Put every request in the items below into a two-column CSV with the headers instruction and answer, one row per request. Wrap each field in double quotes and turn any line breaks inside a field into spaces.

**** MATERIAL PROVIDED

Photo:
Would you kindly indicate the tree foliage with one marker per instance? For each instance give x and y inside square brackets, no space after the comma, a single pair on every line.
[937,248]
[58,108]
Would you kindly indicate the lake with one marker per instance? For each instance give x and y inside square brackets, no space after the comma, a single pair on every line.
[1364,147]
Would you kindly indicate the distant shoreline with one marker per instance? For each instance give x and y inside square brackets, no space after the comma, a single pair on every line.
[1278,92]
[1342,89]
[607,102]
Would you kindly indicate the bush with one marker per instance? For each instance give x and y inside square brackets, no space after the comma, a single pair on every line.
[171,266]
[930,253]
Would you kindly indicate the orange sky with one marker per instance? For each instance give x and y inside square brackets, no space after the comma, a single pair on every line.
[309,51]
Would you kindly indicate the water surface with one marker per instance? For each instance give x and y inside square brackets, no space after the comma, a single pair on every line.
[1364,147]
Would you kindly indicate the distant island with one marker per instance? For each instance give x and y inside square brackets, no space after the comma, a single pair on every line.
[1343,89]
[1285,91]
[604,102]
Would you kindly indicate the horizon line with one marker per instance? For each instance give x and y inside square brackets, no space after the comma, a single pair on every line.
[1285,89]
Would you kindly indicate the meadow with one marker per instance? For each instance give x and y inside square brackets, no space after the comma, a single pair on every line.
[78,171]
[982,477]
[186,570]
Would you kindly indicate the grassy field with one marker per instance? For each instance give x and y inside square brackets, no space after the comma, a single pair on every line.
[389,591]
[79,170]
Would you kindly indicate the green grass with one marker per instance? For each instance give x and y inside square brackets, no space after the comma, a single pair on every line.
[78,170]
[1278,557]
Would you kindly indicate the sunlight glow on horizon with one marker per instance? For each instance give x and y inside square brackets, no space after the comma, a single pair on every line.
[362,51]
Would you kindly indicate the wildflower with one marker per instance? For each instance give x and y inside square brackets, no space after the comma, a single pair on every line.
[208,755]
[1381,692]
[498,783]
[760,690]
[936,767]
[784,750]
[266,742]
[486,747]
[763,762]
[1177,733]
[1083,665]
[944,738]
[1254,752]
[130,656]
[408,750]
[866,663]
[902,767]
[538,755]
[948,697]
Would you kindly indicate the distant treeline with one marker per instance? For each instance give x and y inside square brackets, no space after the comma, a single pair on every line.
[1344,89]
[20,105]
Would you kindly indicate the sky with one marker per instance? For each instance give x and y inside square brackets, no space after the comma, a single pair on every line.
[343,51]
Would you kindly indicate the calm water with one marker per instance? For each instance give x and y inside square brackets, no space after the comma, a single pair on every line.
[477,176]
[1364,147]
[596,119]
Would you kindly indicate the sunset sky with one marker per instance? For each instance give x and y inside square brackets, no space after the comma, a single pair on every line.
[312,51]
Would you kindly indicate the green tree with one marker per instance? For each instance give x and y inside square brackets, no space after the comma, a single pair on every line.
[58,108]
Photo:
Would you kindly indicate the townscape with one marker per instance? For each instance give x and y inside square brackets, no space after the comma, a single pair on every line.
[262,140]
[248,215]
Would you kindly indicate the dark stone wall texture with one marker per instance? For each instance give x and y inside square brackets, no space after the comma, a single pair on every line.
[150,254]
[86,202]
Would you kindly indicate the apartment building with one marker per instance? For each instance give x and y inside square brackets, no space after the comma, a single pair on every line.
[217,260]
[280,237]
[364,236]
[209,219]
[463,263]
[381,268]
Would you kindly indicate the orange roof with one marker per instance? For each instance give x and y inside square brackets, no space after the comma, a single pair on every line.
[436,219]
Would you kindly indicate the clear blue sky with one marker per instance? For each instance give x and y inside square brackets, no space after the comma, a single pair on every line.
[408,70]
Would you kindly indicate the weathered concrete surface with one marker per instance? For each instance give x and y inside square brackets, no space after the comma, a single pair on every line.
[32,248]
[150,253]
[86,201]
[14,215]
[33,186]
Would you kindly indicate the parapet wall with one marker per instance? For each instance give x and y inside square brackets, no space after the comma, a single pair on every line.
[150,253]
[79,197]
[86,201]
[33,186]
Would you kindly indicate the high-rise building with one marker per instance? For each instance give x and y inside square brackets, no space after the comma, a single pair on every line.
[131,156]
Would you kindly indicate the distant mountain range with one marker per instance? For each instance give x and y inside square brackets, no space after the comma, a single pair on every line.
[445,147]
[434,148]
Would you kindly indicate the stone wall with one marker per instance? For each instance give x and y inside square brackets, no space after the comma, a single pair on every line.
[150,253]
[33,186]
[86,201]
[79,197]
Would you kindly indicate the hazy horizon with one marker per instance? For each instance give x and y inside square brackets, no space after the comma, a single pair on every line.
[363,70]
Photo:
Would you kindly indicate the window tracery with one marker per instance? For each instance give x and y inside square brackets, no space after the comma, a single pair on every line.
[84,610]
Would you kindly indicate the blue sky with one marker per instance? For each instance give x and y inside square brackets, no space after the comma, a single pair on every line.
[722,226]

********

- [EXERCISE OUTPUT]
instruction,answer
"Photo: Would you kindly indicate the tree foliage with one marker per instance? For each instance give x and y inside square brackets, no space after the comma, a single pair on every line.","[937,248] [58,108]"
"Would you kindly indicate the lake with one marker per instance? For each instance give x and y inside square brackets, no space after the comma, a single pair on every line.","[1364,147]"
"Would you kindly indicate the distant shoreline with one marker per instance? For each instance give x and y inside square brackets, no space after the comma, a single pair on every line.","[1278,92] [1342,89] [607,102]"
"Would you kindly indicate the bush with one marker per instance? For each instance give x and y inside square brackets, no space after the comma, a single pair on every line.","[171,266] [930,253]"
"Would you kindly indicate the orange sky with one marker per instance? For each instance give x and y inside square brackets, no space after the comma, a single pair on every line.","[309,51]"
"Would you kindly indicate the water surface with one marker per instance? For each instance give x and y inside square brackets, no space after the comma, a single pair on every line.","[1364,147]"
"Would you kindly indicate the distant island with one marker per instance? For each instance give x and y inside square brackets, no space after the comma, a single pair on every line.","[1343,89] [1285,91] [604,102]"
"Would you kindly indicate the horizon line with one marker per instance? For each instance give x and y inside square brackets, no space after the comma, a single pair on every line.","[1285,89]"
"Would you kindly indicate the meadow with one marker per instance? For each instance give x and y inside square brackets, no space after the comma, a single pair on every line.","[78,171] [982,477] [186,570]"
"Would you kindly indicate the grassy field with one marker per instance? For each instance give x and y inside square brackets, no space after the comma, a single pair on every line.","[389,591] [79,170]"
"Would you kindly indicate the green grass with one marker per instance? For each instance give x and y inside square brackets, no space after the comma, a single pair on every line.","[78,170] [1278,557]"
"Would you kindly indicate the sunlight glow on horizon with one marker per instance? For each instance give x and y inside square brackets, no space after the comma, a single pair on every line.","[362,51]"
"Would you kindly indicate the wildflower with one marker per instance? For each instance give x and y inside square brackets, no space after the comma, a single pair on every line.","[208,755] [1381,692] [498,783] [760,690] [936,767] [784,750] [266,742] [486,747] [763,762] [1177,733] [1083,665] [944,738] [1254,752] [130,656] [408,750] [866,663] [902,767] [538,755] [948,697]"
"Would you kindly indicate the distant treeline with one marker per instance? For each instance give x and y inside square brackets, no space after the comma, a single pair on every line.","[1344,89] [20,105]"
"Would you kindly indicate the sky with one marker per instance? For each instance give x and y inside square brackets, no space after the comma, a single pair on every line.","[343,51]"
"Would you kindly indicate the calm water with one marker per instance? For each instance give x and y inside square brackets, no space after the comma, a single pair on every line.","[477,176] [1364,147] [596,119]"
"Would you kindly indicate the sunset sky with one marker per instance? For each instance give x and y inside square brackets, no space after the comma, a single pair on every line.","[312,51]"
"Would you kindly indicate the green tree with one marker per instance? For each instance give x and y inside square brackets, no space after the comma, a single pair on every line.","[58,108]"
"Photo: Would you kindly indicate the townscape with one marker per instance? For each instance give x and y inside square brackets, no space after the comma, a single pair on every line.","[262,140] [248,215]"
"Would you kindly indicate the dark stone wall texture with one marker per instance? For each instance give x and y inside square brackets, no space after the comma, a single pair on every line.","[150,254] [86,202]"
"Would you kindly indicate the apartment building with one marker per instance? For each instance give x and y inside square brackets, no space after the comma, a single pair on every line.","[217,260] [280,237] [364,236] [209,219] [463,263] [381,268]"
"Would you kindly indicate the orange roof with one marker per instance? For each instance give x and y inside square brackets, no space after the comma, a single pair on every line.","[436,219]"
"Would you kindly indicate the clear blue sky with one marker per instance? For each instance give x and y inside square brackets, no space after the comma, a single pair on every line.","[408,70]"
"Would you kindly indicate the weathered concrete surface with one marker per instance? For each instance give x and y inside square brackets, no space after the comma, a single pair on every line.","[32,248] [150,253] [86,201] [14,215] [33,186]"
"Would you kindly indicate the parapet wall with one marker per instance? For each instance give x and y inside square brackets, no space after the comma, a single pair on every line.","[150,253] [79,197] [86,201] [33,186]"
"Would you kindly indicate the high-rise building with one marker per instance? For each instance give x and y inside square brackets, no space after the comma, a single pair on every line.","[131,156]"
"Would you kindly indicate the distant mountain range with one marker per instance? For each instance give x and y inside square brackets, no space after the comma, a single pair on every line.","[445,147] [434,148]"
"Would you kindly indicate the stone wall with one marker per instance? For each instance give x and y inside square brackets, no space after the comma, a single pair on every line.","[150,253] [33,186] [86,201] [79,197]"
"Would you kindly indicate the hazy horizon with one marker per instance? For each instance give x and y inside square brackets, no space after the comma, a single pair on every line.","[363,70]"
"Photo: Would you kindly indicate the window tracery with one marker per instance? For each instance give x and y inside square brackets, no space after the comma, a single pair on every line.","[84,610]"
"Would you kindly indicate the blue sky with one marker per instance? For each instance give x and y inside square brackets, no space after the comma, a single pair on every line.","[722,226]"